>> Start Excerpted text

Net increase (decrease) in cash and
cash equivalents 456,799 (9,883)
Cash and cash equivalents, beginning of period - 9,883
----------- -----------
Cash and cash equivalents, end of period $ 456,799 $ -
=========== ===========

Supplemental cash flow disclosures
Cash paid for:
Interest $ 13,097 $ -
=========== ===========
Income taxes $ - $ -
=========== ===========
Non-cash investing and financing activities

Acquisition of intangible assets in exchange $ 61,776 $ -
for common stock, preferred stock and warrants =========== ===========
to acquire common stock

The accompanying notes are an integral part of these statements.



VPGI CORP. AND SUBSIDIARIES
NOTES TO CONSOLIDATED FINANCIAL STATEMENTS
December 31, 2004
(Unaudited)


BASIS OF PRESENTATION

The interim consolidated financial statements and summarized notes
included herein were prepared, without audit, in accordance with accounting
principles generally accepted in the United States of America (U.S. GAAP)
for interim financial information, pursuant to rules and regulations of the
Securities and Exchange Commission. Because certain information and notes
normally included in complete financial statements prepared in accordance
with U.S. GAAP were condensed or omitted pursuant to such rules and
regulations, it is suggested that these financial statements be read
in conjunction with the Consolidated Financial Statements and the Notes
thereto, included in the Company's Annual Report on Form 10-K for the
preceding fiscal year. These interim financial statements and notes hereto
reflect all adjustments which are, in the opinion of management, necessary
for a fair statement of results for the interim periods presented. Such
financial results, however, should not be construed as necessarily
indicative of future earnings.

>> End Excerpted text

• Given instruction 1
Reproduce the VPGI Corp. financial statement excerpt word for word.

>> Start Supplied material

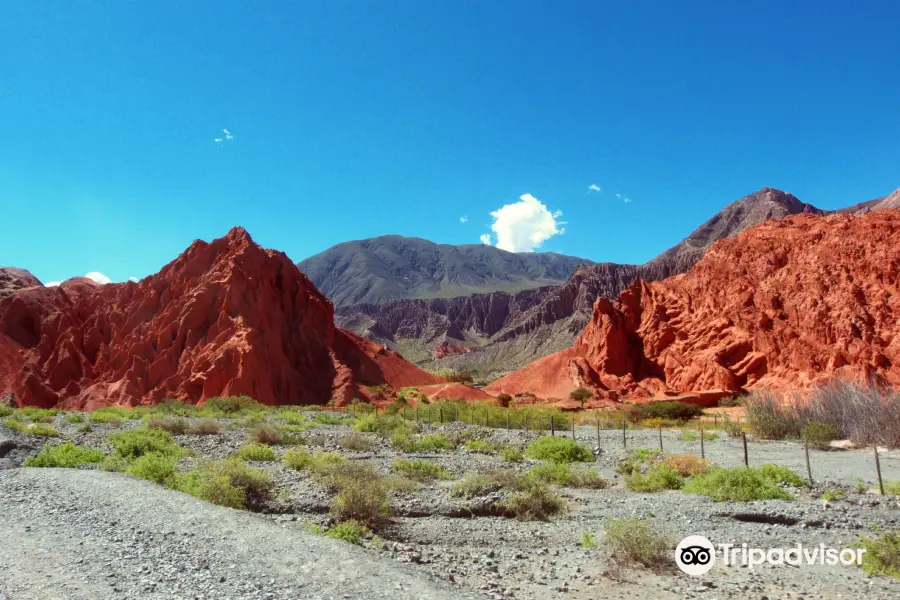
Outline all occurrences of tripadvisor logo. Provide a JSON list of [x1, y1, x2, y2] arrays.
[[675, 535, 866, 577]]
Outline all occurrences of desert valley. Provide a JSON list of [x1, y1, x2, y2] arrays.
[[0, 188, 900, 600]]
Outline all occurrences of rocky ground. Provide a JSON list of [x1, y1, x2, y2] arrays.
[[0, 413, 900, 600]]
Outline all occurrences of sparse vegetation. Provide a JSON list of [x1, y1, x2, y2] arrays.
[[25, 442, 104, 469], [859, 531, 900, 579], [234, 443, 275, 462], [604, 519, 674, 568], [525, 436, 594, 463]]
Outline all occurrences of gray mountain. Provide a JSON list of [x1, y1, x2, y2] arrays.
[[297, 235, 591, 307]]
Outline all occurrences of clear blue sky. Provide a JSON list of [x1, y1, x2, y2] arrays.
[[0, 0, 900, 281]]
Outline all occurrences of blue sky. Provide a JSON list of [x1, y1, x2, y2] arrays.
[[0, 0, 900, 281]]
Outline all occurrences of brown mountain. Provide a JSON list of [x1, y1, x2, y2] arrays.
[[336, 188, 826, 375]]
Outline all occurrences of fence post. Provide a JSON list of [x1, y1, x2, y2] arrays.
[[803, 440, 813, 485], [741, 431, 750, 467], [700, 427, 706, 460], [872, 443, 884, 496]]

>> End Supplied material
>> Start Supplied material

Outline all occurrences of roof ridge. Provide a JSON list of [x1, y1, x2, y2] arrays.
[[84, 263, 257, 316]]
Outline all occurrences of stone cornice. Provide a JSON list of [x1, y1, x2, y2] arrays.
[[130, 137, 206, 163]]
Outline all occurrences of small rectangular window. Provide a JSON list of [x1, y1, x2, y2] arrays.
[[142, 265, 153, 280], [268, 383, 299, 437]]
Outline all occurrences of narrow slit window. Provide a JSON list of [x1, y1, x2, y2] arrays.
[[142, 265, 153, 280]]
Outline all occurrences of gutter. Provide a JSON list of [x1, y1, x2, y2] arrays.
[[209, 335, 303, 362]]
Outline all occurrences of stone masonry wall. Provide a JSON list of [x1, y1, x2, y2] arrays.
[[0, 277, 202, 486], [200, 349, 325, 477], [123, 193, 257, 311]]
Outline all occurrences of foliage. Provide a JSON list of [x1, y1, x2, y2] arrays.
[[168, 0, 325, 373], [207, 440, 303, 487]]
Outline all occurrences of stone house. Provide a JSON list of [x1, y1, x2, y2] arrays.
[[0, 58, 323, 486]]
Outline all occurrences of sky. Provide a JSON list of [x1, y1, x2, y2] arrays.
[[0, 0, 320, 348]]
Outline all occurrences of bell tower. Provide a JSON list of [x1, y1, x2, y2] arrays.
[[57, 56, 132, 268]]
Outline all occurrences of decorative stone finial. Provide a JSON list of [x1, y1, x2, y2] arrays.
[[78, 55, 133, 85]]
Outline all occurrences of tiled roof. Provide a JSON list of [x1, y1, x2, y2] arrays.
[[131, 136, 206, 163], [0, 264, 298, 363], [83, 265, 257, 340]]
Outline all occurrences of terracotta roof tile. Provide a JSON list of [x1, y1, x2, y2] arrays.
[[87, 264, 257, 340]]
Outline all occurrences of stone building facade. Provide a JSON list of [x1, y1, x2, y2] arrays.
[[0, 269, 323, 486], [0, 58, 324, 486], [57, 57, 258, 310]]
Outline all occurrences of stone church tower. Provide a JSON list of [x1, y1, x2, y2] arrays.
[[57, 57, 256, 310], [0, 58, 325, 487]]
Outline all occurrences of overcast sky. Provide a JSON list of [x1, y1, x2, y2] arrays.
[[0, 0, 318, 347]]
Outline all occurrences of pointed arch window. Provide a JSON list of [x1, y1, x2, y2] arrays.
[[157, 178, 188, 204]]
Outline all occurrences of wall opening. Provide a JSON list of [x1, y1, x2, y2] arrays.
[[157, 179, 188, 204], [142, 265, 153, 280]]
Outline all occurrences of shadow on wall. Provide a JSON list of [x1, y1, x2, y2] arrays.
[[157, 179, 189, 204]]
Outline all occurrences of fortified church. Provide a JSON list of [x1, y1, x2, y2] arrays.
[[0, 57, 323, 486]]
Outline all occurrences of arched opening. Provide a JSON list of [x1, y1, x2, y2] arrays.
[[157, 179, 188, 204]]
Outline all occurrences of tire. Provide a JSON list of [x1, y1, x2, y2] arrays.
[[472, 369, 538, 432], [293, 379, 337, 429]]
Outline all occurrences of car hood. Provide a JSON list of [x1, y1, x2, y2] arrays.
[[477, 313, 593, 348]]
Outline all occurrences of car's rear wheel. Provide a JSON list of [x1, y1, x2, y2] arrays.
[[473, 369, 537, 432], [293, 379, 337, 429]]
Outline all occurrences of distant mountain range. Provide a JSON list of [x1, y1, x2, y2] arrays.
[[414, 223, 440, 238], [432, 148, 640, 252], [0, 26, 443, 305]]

>> End Supplied material
>> Start Supplied material

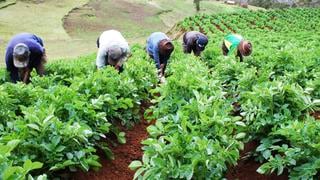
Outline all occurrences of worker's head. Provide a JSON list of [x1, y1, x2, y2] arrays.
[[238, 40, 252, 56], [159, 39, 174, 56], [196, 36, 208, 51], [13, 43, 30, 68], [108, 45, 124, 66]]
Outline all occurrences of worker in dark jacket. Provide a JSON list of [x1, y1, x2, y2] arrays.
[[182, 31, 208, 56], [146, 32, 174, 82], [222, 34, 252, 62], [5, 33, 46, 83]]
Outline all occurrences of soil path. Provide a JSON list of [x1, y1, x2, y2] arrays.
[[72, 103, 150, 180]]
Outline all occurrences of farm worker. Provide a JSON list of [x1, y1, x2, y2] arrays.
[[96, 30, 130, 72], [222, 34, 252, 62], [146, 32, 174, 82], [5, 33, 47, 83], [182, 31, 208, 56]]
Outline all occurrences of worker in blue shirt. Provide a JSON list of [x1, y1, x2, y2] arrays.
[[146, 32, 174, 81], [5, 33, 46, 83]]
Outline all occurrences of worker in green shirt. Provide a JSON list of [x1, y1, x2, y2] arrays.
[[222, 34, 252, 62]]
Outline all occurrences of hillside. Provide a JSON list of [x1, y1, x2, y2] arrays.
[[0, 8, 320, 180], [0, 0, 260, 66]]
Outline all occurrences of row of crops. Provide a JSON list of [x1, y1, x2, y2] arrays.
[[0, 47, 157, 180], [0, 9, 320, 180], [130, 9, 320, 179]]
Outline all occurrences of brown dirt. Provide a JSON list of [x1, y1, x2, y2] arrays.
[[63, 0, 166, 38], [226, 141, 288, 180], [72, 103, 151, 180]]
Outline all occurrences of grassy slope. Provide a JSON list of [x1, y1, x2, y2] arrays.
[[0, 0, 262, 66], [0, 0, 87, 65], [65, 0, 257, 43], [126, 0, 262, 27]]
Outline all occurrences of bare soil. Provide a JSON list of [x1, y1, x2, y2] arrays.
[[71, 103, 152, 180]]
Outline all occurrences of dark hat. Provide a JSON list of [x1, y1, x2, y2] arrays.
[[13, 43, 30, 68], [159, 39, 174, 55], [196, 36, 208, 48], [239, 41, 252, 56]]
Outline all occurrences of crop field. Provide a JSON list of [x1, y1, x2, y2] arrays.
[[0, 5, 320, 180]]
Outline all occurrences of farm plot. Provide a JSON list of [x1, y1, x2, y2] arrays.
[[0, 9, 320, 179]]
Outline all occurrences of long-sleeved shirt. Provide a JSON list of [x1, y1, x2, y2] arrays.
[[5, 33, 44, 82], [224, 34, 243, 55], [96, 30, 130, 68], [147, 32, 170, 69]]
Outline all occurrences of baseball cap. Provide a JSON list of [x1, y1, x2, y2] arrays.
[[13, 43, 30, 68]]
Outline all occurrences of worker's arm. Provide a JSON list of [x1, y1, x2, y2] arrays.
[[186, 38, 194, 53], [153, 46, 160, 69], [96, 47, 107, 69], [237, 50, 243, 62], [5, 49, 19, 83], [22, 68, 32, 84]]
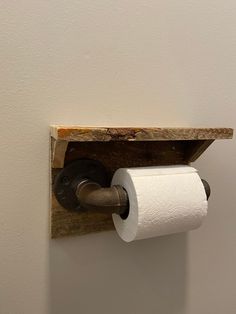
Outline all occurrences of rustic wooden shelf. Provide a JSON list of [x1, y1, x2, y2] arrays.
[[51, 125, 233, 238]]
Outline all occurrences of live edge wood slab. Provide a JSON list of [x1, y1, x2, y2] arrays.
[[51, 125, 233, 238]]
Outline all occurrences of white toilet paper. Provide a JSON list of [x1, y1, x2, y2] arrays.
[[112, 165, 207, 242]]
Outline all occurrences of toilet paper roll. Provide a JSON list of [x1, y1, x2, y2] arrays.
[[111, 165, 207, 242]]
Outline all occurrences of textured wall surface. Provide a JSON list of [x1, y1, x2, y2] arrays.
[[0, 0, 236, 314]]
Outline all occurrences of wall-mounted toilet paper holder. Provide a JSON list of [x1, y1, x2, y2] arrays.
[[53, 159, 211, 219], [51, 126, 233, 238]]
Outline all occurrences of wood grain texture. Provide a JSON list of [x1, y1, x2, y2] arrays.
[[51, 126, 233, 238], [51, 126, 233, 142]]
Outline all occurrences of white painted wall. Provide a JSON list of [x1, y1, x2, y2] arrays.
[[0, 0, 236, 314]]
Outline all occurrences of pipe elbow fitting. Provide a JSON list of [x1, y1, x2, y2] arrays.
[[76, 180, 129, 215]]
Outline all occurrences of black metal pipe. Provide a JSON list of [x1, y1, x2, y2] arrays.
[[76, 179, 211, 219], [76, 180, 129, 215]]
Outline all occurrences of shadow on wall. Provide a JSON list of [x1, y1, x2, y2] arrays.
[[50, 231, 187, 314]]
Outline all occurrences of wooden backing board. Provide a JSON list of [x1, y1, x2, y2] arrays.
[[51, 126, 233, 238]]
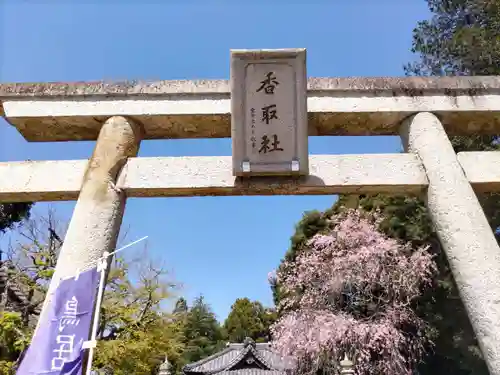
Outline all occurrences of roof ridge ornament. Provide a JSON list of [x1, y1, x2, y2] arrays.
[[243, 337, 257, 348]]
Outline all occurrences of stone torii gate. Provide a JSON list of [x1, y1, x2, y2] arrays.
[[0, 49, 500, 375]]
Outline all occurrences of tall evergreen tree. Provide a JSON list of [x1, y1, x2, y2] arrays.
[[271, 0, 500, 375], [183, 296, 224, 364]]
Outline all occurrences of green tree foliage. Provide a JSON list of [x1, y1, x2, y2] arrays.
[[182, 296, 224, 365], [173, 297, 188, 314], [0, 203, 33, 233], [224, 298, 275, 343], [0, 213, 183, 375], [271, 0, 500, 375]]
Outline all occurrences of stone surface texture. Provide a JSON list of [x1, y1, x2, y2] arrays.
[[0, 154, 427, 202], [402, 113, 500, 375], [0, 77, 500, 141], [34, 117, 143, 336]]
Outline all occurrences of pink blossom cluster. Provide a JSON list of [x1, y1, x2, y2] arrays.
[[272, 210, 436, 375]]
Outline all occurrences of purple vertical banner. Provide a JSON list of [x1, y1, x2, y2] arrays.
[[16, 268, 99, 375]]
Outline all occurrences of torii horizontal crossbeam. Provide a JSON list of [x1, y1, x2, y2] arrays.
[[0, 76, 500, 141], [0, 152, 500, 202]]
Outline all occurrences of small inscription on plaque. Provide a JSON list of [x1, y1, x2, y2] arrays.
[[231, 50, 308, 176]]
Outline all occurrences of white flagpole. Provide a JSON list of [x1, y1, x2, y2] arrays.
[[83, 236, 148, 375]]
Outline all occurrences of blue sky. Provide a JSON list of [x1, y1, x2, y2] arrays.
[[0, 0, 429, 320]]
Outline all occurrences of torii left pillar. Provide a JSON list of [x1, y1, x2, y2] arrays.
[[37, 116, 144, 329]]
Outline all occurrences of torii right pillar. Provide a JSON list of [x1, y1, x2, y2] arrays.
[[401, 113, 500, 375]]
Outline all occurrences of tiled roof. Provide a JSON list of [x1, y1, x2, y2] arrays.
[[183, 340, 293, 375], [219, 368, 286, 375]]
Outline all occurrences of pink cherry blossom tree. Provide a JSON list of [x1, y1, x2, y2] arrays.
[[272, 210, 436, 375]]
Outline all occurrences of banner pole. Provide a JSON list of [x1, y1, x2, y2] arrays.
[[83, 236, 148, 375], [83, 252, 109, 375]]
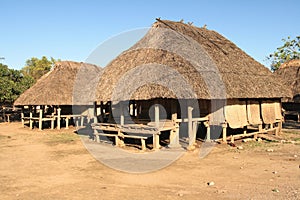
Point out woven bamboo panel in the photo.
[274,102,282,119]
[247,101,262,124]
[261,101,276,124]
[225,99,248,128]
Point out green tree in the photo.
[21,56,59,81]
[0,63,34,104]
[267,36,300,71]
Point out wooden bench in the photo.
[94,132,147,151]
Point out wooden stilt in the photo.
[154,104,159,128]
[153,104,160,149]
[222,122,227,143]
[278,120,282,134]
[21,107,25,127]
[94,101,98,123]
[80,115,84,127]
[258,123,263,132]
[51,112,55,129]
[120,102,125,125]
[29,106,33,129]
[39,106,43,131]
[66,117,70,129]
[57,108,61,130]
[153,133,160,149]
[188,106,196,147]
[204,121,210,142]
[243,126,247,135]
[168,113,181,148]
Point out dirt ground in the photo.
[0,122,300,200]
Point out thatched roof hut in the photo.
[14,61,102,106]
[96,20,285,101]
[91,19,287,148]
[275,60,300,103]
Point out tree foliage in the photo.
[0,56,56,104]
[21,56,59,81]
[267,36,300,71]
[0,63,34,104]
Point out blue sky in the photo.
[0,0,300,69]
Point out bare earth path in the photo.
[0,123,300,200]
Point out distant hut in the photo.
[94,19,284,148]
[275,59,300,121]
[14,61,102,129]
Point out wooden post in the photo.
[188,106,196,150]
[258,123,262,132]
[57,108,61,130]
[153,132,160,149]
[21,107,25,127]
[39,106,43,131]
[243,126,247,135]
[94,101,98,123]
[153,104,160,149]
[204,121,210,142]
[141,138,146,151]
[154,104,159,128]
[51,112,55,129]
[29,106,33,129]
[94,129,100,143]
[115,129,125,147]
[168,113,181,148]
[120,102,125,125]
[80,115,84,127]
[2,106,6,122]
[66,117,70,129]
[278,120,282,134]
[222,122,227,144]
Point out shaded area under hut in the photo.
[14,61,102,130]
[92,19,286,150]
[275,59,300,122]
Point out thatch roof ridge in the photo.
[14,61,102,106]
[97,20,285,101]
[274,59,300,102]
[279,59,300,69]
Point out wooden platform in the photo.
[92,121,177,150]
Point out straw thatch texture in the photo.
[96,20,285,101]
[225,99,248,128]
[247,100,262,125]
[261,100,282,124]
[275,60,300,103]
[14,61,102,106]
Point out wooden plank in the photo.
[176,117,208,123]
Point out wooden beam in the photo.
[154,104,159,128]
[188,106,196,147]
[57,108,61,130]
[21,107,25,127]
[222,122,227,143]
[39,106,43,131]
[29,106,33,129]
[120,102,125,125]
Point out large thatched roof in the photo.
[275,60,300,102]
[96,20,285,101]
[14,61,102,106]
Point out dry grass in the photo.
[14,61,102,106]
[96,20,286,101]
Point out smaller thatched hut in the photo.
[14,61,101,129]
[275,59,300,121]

>> End Supplied material

• Given instruction 2
Give back only the rows from the line that contains "Outline all occurrences of worker in dark" through the line that contains "[[71, 103, 152, 180]]", replacing "worker" with "laborer" everywhere and changing nothing else.

• Complete response 1
Net increase (decrease) in cash and
cash equivalents 456,799 (9,883)
Cash and cash equivalents, beginning of period - 9,883
----------- -----------
Cash and cash equivalents, end of period $ 456,799 $ -
=========== ===========

Supplemental cash flow disclosures
Cash paid for:
Interest $ 13,097 $ -
=========== ===========
Income taxes $ - $ -
=========== ===========
Non-cash investing and financing activities

Acquisition of intangible assets in exchange $ 61,776 $ -
for common stock, preferred stock and warrants =========== ===========
to acquire common stock

The accompanying notes are an integral part of these statements.



VPGI CORP. AND SUBSIDIARIES
NOTES TO CONSOLIDATED FINANCIAL STATEMENTS
December 31, 2004
(Unaudited)


BASIS OF PRESENTATION

The interim consolidated financial statements and summarized notes
included herein were prepared, without audit, in accordance with accounting
principles generally accepted in the United States of America (U.S. GAAP)
for interim financial information, pursuant to rules and regulations of the
Securities and Exchange Commission. Because certain information and notes
normally included in complete financial statements prepared in accordance
with U.S. GAAP were condensed or omitted pursuant to such rules and
regulations, it is suggested that these financial statements be read
in conjunction with the Consolidated Financial Statements and the Notes
thereto, included in the Company's Annual Report on Form 10-K for the
preceding fiscal year. These interim financial statements and notes hereto
reflect all adjustments which are, in the opinion of management, necessary
for a fair statement of results for the interim periods presented. Such
financial results, however, should not be construed as necessarily
indicative of future earnings.

• Complete response 2
Outline all occurrences of laborer in dark jacket. Provide a JSON list of [x1, y1, x2, y2] arrays.
[[182, 31, 208, 56], [146, 32, 174, 82], [222, 34, 252, 62], [5, 33, 46, 83]]
Outline all occurrences of soil path. Provide a JSON list of [x1, y1, x2, y2] arrays.
[[72, 103, 150, 180]]
Outline all occurrences of farm laborer. Provide a JSON list of [x1, y1, x2, y2] arrays.
[[96, 30, 130, 72], [222, 34, 252, 62], [146, 32, 174, 82], [5, 33, 47, 83], [182, 31, 208, 56]]
Outline all occurrences of laborer in blue shirt. Provide a JSON list of [x1, y1, x2, y2] arrays.
[[146, 32, 174, 81], [5, 33, 46, 83]]
Outline all occurrences of laborer in green shirt. Provide a JSON list of [x1, y1, x2, y2] arrays.
[[222, 34, 252, 62]]
Outline all occurrences of hillside. Provide a JSON list of [x1, y1, x2, y2] arrays.
[[0, 8, 320, 180], [0, 0, 260, 66]]
Outline all occurrences of row of crops. Provide a JSON list of [x1, y1, x2, y2] arrays.
[[0, 47, 157, 180], [0, 9, 320, 180], [130, 9, 320, 179]]
Outline all occurrences of brown dirt. Provide a JSON list of [x1, y1, x2, y2] arrays.
[[63, 0, 166, 38], [226, 141, 288, 180], [72, 103, 151, 180]]
Outline all occurrences of grassy slope. Provide a JSON list of [x1, y1, x2, y2] arrays.
[[0, 0, 262, 66], [0, 0, 87, 65], [65, 0, 257, 43], [126, 0, 262, 27]]
Outline all occurrences of bare soil. Provide a JSON list of [x1, y1, x2, y2] arrays.
[[71, 103, 152, 180]]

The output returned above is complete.